WORK ORDER: Reproduce the listing below, substituting "foreground clicks" for every occurrence of "positive clicks" and leaving everything else unchanged.

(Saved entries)
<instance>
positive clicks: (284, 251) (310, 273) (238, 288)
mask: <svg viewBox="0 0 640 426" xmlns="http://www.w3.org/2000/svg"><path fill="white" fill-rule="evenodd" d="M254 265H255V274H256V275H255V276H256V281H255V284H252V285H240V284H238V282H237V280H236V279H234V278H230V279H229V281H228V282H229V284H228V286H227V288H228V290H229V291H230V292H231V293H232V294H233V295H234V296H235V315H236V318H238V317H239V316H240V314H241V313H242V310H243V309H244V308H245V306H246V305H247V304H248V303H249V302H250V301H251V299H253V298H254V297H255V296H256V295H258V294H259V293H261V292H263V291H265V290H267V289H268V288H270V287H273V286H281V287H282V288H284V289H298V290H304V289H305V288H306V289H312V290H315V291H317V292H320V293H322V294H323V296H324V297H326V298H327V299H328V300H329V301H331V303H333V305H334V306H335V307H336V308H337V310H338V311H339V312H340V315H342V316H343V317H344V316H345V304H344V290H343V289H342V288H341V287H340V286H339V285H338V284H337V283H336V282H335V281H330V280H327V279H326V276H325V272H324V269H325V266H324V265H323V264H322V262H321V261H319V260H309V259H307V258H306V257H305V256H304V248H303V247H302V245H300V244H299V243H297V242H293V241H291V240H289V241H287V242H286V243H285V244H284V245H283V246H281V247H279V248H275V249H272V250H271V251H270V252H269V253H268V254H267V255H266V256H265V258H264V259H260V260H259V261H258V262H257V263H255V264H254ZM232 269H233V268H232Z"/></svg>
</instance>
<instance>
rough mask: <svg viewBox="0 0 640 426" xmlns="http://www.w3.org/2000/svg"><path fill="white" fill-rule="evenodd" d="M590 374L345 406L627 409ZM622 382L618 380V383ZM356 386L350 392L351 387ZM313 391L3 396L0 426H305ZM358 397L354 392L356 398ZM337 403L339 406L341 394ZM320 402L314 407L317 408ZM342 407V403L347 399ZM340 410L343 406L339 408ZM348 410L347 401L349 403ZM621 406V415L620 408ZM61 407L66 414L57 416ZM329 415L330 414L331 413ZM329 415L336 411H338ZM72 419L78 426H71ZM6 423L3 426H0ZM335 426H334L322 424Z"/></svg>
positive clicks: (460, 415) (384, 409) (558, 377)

RESULT OF THE TASK:
<instance>
foreground clicks: (284, 251) (310, 273) (238, 288)
mask: <svg viewBox="0 0 640 426" xmlns="http://www.w3.org/2000/svg"><path fill="white" fill-rule="evenodd" d="M254 265H255V274H256V275H255V276H256V281H255V284H252V285H240V284H238V282H237V280H236V279H234V278H230V279H229V281H228V282H229V284H228V286H227V288H228V290H229V291H230V292H231V293H232V294H233V295H234V296H235V315H236V318H238V317H239V316H240V314H241V313H242V310H243V309H244V308H245V306H246V305H247V304H248V303H249V302H250V301H251V299H253V298H254V297H255V296H256V295H258V294H259V293H261V292H263V291H265V290H267V289H268V288H270V287H273V286H281V287H282V288H284V289H298V290H304V289H305V288H306V289H312V290H315V291H317V292H320V293H322V294H323V296H324V297H326V298H327V299H328V300H329V301H331V303H333V305H334V306H335V307H336V308H337V310H338V311H339V312H340V315H342V316H343V317H344V316H345V304H344V290H343V289H342V288H341V287H340V286H339V285H338V284H337V283H336V282H335V281H330V280H327V279H326V276H325V272H324V269H325V266H324V265H323V264H322V262H321V261H319V260H309V259H307V258H306V257H305V256H304V248H303V247H302V245H300V244H299V243H297V242H293V241H291V240H289V241H287V242H286V243H285V244H284V245H283V246H281V247H279V248H275V249H272V250H271V251H270V252H269V253H268V254H267V255H266V256H265V258H264V259H260V260H259V261H258V262H257V263H255V264H254ZM232 269H233V268H232Z"/></svg>
</instance>
<instance>
rough mask: <svg viewBox="0 0 640 426" xmlns="http://www.w3.org/2000/svg"><path fill="white" fill-rule="evenodd" d="M590 374L345 406L627 409ZM622 382L618 380V383ZM356 386L350 392L351 387ZM313 391L3 396L0 426H305ZM358 397L354 392L356 398ZM337 403L339 406L341 394ZM320 402L314 407L317 408ZM342 407V403L347 399ZM340 410L343 406L339 408ZM348 410L347 401L349 403ZM621 406V415L620 408ZM61 407L66 414L57 416ZM329 415L330 414L331 413ZM329 415L336 411H338ZM72 419L78 426H71ZM6 423L3 426H0ZM335 426H334L322 424Z"/></svg>
foreground clicks: (460, 415) (384, 409) (558, 377)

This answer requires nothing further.